Start of STUDY TEXT
Our Earth Hour

CandleWe have just finished our Earth Hour in Melton, and we had a ball. We lit up every candle we could find, and wound up the dynamo torch about 15 minutes before 8pm and shuffled the UNO cards. At 8pm we dealt our first hand, and played UNO by candle light. Quite an experience, because you can’t tell the blue cards from the green in candle light, so there was a lot of cheating going on. Ben (our youngest) got a bit upset, mainly because he is not very good at the rules, and got angry when someone threw a Draw 4 card at him. We tried to explain to him, but to no avail. UNO only lasted for 30 minutes until everyone got bored or got cramps from sitting on the floor!Then we all sat at the dinning table with about 10 candles lit, and played a game called “what is a word in numbers on a mobile phone”. For example, Adam = 2326. Obviously all mobile phones were banned from the table. It was good fun for a while. Then Kim came up with random words to make song lyrics. Here is an example, and all it needs is music written for it;

One hundred thousand islands with weirdo relatives and hippy dressed sheep. With dogs wearing thongs with moles on their bums.

Sounds like a David Bowie song in the making!

We actually kept on going past 9pm because we were having so much fun, and then Adam told Ben that it was 9.15pm and it was all over. How very hard it is for today’s generation to live without electricity. Adam was having PC withdrawal symptoms about 45 minutes into the event.
End of STUDY TEXT
WORK ORDER 1
In the Earth Hour post, how long did the UNO game last?
WORK ORDER 2
Can you quote the Earth Hour post, starting with "One hundred thousand" and going on through "into the event."?
Start of DATA FOR ANALYSIS
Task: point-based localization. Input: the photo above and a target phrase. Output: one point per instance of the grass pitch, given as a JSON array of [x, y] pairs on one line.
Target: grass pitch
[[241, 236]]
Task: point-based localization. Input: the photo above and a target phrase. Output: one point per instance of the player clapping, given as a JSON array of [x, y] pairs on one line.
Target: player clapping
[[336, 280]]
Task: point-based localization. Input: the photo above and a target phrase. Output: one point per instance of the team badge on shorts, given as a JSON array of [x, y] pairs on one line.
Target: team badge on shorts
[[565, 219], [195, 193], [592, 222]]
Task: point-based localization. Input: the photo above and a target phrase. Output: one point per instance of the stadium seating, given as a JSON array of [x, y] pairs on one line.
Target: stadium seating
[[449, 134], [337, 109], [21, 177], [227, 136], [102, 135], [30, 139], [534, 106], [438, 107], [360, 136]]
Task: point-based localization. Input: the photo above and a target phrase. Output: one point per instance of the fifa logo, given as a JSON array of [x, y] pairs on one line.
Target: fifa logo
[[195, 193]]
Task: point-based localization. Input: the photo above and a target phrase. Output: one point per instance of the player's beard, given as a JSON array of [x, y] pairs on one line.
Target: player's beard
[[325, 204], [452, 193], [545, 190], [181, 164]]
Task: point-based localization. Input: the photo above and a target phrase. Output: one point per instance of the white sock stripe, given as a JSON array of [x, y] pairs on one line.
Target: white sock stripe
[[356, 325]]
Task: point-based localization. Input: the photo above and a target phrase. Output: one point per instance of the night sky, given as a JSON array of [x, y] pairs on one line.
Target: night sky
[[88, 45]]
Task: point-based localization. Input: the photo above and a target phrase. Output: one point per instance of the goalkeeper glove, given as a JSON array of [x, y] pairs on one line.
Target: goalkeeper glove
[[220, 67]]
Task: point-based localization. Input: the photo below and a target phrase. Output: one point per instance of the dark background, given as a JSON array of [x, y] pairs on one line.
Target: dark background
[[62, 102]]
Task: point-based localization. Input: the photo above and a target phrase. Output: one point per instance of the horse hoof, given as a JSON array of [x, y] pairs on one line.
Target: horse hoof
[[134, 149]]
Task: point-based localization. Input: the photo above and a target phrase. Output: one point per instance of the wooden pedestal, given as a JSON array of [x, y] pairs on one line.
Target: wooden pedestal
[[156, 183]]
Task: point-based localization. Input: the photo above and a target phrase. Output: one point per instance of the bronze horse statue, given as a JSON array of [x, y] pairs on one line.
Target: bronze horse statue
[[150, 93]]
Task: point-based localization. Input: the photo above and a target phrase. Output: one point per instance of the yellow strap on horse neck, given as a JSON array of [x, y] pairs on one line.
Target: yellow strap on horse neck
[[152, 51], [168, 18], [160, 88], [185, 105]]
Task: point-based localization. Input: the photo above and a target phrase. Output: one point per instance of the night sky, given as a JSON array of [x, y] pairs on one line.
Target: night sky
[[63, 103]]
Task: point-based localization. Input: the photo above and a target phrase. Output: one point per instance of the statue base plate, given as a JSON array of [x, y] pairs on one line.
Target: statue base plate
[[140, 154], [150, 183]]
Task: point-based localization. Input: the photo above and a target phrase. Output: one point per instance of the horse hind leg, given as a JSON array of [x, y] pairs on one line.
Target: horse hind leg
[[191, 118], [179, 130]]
End of DATA FOR ANALYSIS
Start of DATA FOR ANALYSIS
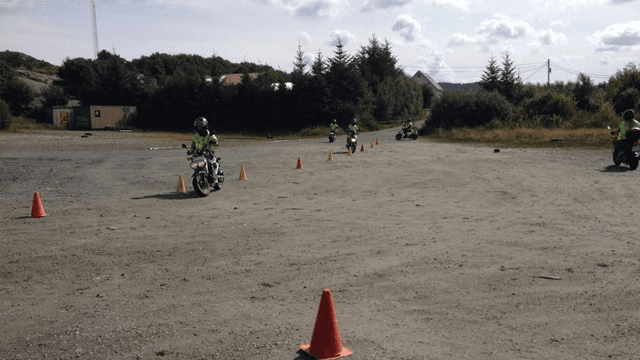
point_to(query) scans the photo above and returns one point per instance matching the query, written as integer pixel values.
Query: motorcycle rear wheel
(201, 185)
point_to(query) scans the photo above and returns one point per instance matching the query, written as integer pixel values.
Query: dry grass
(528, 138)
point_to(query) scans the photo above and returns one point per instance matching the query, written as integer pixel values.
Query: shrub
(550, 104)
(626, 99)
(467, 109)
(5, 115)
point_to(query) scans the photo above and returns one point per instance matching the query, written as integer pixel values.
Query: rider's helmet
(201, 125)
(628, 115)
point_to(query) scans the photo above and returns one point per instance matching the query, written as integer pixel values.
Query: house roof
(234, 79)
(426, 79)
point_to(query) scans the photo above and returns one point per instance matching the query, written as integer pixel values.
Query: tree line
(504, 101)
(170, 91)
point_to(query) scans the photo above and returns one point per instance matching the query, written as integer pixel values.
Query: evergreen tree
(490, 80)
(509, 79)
End of DATA FOR ANALYSIS
TASK RESULT 1
30 minutes

TASK RESULT 2
One hundred thousand islands with weirdo relatives and hippy dressed sheep. With dogs wearing thongs with moles on their bums.

Sounds like a David Bowie song in the making!

We actually kept on going past 9pm because we were having so much fun, and then Adam told Ben that it was 9.15pm and it was all over. How very hard it is for today’s generation to live without electricity. Adam was having PC withdrawal symptoms about 45 minutes into the event.